What you should do —
Going through the data below, copy out each line where the word "hair" shows up.

-- -- --

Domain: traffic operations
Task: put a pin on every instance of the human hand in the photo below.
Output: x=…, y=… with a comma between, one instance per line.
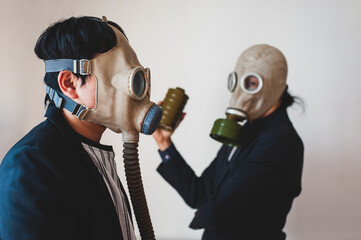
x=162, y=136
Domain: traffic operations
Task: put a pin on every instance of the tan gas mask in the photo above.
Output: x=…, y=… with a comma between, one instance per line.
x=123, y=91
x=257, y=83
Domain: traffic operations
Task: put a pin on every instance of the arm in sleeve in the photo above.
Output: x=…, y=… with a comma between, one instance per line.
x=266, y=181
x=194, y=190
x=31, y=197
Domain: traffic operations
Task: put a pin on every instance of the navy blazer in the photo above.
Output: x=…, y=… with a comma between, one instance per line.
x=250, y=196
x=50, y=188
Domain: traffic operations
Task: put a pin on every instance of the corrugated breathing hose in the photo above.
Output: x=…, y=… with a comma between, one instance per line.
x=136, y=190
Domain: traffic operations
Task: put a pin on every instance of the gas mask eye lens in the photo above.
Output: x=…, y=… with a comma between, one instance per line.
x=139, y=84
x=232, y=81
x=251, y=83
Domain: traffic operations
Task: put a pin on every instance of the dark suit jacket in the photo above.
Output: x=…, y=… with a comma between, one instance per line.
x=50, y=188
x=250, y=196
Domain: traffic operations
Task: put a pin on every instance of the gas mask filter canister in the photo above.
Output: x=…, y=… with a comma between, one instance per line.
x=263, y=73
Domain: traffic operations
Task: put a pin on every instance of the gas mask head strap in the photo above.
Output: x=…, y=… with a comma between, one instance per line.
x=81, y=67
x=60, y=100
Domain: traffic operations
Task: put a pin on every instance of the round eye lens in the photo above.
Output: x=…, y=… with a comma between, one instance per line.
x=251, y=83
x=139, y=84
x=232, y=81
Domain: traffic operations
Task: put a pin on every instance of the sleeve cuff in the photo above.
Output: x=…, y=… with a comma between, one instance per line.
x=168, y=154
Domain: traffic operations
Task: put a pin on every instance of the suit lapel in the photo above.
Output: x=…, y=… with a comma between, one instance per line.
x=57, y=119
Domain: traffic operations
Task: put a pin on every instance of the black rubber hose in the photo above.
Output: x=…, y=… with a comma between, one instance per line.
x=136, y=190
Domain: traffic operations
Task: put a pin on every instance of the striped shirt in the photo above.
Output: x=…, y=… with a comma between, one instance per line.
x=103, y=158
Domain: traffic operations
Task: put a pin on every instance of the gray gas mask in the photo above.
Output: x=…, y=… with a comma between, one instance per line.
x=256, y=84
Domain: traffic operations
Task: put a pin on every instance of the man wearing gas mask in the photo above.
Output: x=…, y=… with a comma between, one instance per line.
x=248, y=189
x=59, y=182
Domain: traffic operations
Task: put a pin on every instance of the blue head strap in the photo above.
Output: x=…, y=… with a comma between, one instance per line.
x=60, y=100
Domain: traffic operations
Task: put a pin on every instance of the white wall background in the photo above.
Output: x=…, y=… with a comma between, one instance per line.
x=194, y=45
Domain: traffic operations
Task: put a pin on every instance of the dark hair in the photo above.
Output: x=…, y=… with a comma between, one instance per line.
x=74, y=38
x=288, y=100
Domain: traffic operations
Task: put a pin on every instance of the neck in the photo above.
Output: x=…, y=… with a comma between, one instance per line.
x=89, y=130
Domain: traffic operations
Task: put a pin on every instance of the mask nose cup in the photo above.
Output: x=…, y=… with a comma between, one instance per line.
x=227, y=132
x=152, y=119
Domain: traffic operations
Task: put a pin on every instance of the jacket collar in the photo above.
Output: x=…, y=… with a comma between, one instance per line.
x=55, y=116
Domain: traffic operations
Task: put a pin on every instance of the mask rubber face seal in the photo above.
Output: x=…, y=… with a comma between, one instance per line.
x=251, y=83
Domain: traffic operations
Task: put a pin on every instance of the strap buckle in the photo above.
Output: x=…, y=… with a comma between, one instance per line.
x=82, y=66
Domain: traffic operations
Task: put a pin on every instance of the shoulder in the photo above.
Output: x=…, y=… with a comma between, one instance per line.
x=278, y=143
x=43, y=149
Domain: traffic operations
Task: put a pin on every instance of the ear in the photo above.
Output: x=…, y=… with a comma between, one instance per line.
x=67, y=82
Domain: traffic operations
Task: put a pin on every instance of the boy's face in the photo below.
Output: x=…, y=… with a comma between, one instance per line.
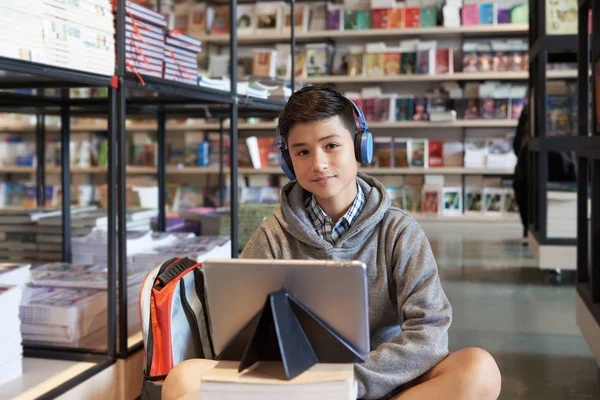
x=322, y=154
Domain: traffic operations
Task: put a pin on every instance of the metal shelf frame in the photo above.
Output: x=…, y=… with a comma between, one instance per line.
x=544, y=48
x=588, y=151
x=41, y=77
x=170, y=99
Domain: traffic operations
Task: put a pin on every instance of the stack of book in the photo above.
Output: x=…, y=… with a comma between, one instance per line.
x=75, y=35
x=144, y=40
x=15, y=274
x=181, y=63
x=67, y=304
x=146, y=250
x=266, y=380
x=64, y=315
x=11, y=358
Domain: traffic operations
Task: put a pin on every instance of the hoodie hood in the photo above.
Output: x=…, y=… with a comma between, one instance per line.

-- -- --

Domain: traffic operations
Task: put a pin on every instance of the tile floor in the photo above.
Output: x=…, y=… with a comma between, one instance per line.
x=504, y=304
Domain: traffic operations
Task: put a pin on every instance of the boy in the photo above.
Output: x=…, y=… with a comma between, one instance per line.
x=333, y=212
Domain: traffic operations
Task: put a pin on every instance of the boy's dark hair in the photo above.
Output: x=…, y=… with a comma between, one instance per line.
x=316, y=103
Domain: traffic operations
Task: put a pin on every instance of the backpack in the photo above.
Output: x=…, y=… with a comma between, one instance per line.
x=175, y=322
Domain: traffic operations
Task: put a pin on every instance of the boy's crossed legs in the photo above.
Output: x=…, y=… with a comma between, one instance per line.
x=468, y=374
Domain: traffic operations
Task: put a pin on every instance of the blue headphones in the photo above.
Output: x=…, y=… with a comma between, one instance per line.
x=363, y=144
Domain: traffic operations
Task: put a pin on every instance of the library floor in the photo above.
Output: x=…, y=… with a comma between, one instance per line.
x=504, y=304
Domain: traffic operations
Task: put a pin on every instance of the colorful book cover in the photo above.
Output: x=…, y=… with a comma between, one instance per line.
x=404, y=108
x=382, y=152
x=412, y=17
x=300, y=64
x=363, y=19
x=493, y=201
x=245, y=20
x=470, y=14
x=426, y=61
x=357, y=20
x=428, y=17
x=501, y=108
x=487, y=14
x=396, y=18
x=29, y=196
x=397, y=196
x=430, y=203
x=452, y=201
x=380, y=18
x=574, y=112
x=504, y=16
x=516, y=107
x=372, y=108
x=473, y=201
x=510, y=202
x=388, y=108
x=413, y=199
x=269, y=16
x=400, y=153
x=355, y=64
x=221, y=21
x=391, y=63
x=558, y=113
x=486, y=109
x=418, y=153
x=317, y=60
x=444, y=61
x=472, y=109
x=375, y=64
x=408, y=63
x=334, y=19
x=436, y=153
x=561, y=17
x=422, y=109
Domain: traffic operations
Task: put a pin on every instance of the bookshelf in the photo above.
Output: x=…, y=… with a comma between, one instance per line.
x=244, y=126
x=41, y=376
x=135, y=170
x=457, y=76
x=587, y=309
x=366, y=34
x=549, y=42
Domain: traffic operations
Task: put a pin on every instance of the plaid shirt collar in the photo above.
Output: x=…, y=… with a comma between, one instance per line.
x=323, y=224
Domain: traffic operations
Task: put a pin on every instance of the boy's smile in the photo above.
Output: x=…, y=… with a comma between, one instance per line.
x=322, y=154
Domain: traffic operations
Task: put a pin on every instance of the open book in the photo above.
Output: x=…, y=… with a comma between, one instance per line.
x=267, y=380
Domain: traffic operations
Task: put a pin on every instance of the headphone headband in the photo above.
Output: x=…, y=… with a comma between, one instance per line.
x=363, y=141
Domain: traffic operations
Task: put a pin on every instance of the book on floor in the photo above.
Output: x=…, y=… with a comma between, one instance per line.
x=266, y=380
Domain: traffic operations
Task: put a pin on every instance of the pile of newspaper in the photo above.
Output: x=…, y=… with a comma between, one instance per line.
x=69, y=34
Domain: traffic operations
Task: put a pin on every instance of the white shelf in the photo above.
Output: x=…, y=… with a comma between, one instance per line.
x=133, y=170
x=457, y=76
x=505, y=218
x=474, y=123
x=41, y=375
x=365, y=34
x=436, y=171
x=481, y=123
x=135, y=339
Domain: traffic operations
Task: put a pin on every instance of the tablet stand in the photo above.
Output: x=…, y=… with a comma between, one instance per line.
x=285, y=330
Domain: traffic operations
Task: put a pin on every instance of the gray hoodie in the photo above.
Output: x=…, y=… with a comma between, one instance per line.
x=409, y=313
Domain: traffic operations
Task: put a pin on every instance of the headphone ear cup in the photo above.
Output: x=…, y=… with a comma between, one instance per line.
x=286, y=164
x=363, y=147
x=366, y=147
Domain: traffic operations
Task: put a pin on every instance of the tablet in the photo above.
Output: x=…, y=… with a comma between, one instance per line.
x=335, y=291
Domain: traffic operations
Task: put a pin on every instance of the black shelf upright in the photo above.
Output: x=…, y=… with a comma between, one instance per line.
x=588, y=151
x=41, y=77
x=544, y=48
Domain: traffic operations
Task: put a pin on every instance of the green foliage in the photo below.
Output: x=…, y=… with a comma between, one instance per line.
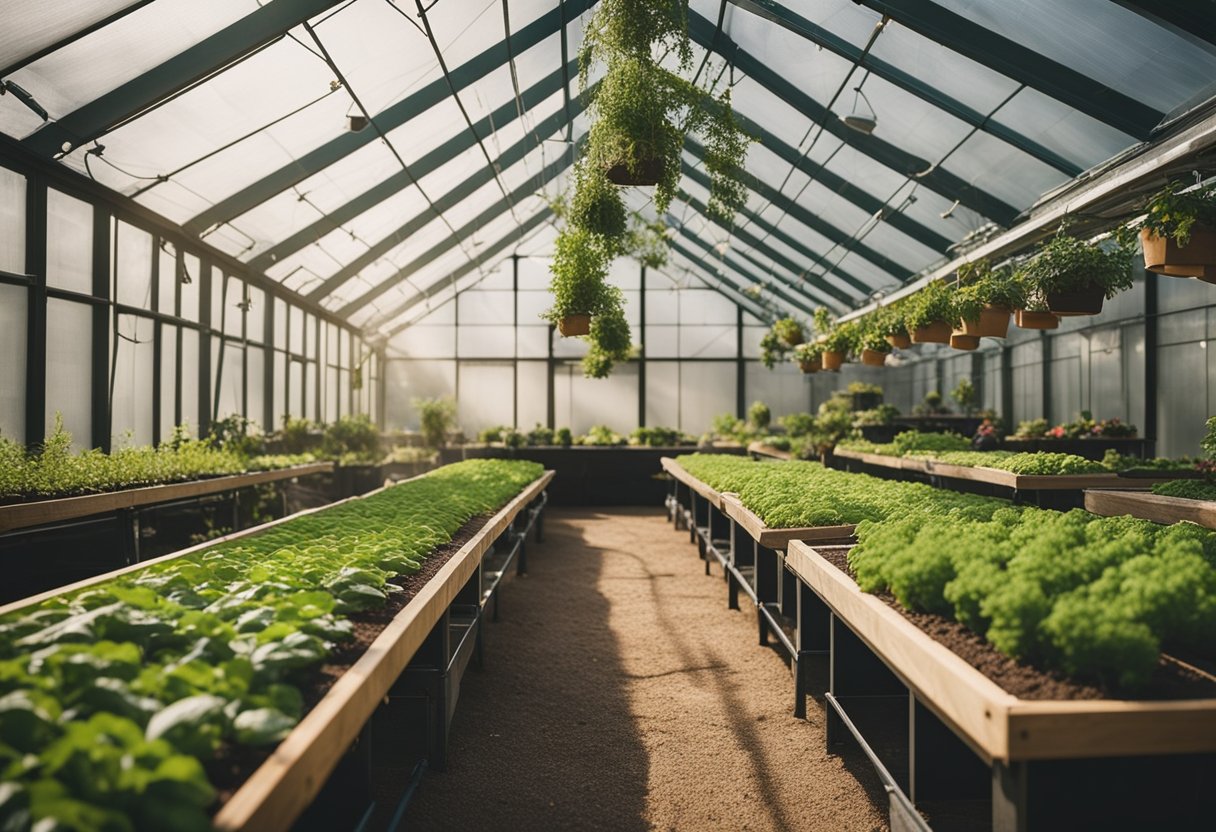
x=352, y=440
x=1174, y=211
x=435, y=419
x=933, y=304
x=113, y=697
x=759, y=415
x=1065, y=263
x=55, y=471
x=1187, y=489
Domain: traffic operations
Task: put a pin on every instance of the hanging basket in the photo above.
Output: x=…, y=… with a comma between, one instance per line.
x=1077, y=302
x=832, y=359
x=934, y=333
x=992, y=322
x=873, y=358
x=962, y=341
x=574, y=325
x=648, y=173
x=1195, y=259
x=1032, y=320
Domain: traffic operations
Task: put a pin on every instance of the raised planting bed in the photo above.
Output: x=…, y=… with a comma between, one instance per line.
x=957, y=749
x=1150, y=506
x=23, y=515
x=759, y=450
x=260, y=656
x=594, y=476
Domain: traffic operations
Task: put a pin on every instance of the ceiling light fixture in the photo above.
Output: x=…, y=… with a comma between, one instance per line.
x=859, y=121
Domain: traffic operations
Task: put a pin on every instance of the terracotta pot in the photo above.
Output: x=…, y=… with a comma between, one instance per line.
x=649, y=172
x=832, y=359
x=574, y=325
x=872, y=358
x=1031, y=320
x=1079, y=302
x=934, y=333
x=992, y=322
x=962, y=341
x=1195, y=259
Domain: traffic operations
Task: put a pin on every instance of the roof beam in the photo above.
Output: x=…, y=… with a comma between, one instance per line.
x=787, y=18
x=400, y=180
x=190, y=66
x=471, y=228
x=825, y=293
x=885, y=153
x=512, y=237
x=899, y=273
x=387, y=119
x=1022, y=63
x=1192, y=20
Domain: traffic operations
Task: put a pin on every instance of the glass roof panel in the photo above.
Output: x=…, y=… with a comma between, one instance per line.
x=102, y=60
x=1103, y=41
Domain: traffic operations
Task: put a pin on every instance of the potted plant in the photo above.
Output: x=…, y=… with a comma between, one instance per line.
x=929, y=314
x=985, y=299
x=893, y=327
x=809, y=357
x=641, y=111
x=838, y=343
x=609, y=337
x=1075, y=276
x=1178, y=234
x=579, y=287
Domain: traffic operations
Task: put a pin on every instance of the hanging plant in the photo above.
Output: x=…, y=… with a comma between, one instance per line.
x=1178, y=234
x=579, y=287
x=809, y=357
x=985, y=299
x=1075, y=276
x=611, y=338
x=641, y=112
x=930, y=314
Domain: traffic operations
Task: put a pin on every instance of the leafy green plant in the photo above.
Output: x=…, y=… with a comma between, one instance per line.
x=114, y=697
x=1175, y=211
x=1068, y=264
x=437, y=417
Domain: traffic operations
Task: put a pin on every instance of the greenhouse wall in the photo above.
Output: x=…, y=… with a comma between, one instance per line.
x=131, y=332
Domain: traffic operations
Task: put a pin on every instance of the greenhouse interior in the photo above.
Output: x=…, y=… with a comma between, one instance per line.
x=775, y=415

-- -- --

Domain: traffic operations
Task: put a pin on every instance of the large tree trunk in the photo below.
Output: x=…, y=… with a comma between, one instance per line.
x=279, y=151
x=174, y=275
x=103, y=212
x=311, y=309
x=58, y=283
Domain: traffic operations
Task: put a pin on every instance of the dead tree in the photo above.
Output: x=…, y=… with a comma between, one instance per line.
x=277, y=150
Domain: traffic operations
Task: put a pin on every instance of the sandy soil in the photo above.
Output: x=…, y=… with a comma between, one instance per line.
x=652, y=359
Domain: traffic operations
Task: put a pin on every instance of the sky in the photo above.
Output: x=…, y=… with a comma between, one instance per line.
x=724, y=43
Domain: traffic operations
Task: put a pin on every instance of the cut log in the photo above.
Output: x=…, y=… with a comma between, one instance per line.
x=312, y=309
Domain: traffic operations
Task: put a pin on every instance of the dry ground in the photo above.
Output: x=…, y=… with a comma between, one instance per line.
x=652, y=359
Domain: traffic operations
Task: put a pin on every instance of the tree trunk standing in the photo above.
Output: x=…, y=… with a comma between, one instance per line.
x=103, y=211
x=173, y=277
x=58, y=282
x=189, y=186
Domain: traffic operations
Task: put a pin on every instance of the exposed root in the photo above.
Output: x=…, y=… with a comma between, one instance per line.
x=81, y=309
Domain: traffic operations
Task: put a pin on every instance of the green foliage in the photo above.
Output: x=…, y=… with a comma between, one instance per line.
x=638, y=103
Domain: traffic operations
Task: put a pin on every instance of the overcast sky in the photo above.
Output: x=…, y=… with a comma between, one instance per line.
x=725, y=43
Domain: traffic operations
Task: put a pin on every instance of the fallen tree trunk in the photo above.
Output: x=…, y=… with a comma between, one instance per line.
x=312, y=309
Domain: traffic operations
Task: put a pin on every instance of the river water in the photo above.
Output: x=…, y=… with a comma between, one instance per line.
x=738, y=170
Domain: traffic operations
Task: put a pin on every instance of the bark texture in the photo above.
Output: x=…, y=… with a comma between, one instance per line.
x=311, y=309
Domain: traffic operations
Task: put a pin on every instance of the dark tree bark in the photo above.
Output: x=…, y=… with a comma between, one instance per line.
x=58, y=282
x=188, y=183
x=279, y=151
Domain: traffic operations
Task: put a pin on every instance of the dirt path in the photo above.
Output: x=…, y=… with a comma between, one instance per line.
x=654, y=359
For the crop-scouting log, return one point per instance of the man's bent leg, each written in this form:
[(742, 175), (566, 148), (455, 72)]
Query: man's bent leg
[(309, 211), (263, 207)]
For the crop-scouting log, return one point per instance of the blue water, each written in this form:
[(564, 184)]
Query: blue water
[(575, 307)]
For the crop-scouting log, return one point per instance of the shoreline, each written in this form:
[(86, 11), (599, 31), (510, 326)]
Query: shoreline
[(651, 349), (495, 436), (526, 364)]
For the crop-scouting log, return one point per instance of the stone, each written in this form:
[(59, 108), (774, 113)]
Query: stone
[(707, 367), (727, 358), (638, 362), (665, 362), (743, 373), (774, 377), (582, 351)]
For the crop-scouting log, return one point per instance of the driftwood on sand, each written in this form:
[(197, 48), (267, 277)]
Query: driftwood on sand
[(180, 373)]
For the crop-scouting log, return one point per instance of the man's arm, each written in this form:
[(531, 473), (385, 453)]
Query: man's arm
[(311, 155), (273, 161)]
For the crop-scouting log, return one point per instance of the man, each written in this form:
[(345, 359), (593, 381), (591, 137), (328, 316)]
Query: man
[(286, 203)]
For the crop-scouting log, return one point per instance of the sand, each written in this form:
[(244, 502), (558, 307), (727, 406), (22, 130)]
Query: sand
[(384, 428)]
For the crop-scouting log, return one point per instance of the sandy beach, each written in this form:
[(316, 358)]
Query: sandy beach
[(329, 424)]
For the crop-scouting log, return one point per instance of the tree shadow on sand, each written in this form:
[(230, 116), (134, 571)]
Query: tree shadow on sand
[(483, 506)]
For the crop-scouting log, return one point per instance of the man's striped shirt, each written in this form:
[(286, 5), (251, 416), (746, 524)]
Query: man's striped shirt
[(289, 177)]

-- -- --

Solution to the problem —
Task: put a pin on every instance of the dark hair in the photo above.
Task: put a pin on every instance of the boy's dark hair in the photo above.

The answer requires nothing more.